Exercise:
Starting with the line that has "the stone pavement" in it, repeat every line through the last one, word for word, and give nothing more.

Provided records:
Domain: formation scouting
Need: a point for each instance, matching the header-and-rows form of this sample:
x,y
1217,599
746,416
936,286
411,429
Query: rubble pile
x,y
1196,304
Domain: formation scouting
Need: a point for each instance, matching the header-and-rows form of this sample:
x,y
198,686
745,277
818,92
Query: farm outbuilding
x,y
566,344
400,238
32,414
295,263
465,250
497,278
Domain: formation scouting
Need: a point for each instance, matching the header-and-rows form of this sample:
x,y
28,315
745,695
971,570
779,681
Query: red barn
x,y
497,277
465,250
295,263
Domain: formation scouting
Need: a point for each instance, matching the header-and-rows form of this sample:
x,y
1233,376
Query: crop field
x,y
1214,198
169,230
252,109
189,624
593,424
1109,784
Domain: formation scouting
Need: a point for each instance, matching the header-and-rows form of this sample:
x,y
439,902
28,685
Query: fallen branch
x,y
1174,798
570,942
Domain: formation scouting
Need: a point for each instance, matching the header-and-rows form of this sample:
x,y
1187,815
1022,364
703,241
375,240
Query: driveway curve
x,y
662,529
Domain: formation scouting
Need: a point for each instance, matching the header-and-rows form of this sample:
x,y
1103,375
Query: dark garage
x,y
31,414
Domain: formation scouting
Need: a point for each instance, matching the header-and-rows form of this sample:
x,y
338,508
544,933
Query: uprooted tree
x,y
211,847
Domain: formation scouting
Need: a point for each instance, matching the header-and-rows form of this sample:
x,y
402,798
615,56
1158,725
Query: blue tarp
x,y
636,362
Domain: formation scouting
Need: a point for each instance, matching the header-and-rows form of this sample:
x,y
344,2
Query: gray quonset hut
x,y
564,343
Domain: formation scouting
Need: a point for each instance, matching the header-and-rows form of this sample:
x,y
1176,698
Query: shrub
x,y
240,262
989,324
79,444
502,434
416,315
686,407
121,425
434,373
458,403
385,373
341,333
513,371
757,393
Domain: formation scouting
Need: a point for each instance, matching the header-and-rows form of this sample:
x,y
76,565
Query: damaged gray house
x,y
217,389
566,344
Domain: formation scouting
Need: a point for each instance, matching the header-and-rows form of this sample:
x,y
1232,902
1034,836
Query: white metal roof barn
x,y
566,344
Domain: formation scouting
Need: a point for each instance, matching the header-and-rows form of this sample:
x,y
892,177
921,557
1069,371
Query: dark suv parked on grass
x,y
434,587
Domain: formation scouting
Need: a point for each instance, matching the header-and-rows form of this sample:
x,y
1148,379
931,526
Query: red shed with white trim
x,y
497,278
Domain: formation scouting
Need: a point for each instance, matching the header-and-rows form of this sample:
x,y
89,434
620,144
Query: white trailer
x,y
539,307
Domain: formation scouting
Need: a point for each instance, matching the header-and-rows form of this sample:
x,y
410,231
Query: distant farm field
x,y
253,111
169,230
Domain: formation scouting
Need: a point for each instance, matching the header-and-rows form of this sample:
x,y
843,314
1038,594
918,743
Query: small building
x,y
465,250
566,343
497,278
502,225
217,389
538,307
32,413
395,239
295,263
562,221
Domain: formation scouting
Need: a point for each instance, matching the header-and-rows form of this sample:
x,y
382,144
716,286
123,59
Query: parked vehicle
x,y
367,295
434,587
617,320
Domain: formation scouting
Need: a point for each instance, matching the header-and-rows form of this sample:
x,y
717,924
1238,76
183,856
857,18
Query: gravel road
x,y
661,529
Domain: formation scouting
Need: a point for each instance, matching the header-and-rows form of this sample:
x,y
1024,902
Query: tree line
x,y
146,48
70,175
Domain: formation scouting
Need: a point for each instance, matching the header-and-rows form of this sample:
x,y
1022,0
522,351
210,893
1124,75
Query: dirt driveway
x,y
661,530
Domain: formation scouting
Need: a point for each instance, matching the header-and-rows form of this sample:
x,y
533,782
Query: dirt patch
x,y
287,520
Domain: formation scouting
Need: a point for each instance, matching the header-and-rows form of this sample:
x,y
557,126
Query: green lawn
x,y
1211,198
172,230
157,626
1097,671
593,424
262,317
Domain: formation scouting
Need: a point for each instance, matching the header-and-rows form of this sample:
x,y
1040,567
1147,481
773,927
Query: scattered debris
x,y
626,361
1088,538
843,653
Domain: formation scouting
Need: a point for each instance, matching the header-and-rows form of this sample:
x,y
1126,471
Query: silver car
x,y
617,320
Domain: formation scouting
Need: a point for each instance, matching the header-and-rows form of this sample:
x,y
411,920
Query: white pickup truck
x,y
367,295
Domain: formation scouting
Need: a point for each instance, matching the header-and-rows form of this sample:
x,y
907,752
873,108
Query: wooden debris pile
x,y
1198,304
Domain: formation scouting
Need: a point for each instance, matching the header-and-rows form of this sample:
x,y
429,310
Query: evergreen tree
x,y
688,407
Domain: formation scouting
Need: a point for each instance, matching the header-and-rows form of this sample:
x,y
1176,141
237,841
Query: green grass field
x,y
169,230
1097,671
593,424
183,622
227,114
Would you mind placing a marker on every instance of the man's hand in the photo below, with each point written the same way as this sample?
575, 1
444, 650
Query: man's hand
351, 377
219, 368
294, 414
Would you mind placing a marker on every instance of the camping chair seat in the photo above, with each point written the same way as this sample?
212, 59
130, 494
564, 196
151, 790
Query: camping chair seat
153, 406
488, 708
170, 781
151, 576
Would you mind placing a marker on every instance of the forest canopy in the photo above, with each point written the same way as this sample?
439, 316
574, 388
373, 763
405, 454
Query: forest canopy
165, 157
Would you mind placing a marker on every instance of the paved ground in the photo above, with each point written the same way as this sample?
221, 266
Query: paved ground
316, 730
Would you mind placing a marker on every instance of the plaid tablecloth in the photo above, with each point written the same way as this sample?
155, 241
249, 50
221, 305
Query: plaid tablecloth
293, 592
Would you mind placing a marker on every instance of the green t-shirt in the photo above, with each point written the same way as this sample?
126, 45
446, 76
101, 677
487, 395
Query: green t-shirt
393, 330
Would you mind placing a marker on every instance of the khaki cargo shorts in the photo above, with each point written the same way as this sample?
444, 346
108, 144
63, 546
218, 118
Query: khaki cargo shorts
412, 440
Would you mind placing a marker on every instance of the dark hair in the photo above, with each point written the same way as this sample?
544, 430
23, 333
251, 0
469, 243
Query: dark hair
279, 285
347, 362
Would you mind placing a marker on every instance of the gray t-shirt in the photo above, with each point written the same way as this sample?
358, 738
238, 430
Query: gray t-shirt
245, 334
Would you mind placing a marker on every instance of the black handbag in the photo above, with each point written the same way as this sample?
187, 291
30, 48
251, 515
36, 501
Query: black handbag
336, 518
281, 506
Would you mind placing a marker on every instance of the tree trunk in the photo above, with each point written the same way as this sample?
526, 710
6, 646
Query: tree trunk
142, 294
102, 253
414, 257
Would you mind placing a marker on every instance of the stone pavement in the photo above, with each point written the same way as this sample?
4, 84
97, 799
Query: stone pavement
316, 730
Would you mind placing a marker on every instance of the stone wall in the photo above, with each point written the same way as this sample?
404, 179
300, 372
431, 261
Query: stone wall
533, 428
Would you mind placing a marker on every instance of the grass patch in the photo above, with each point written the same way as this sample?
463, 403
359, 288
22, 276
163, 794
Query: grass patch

Reply:
Would you mind placing a marker on every instance of the stone pavement in the photo above, with each point written the same way as this sample?
4, 84
97, 799
Query: stone pavement
316, 730
Would you mind placing a marker on every instance of the stone wall in the photo above, with each point written the same way as this sample?
404, 179
300, 372
431, 261
Query: stone wall
533, 428
Would you mind placing a marker on every instance of the grass patch in the photo above, with each point written the same way as this sample?
463, 403
359, 288
22, 276
163, 794
Query: grass patch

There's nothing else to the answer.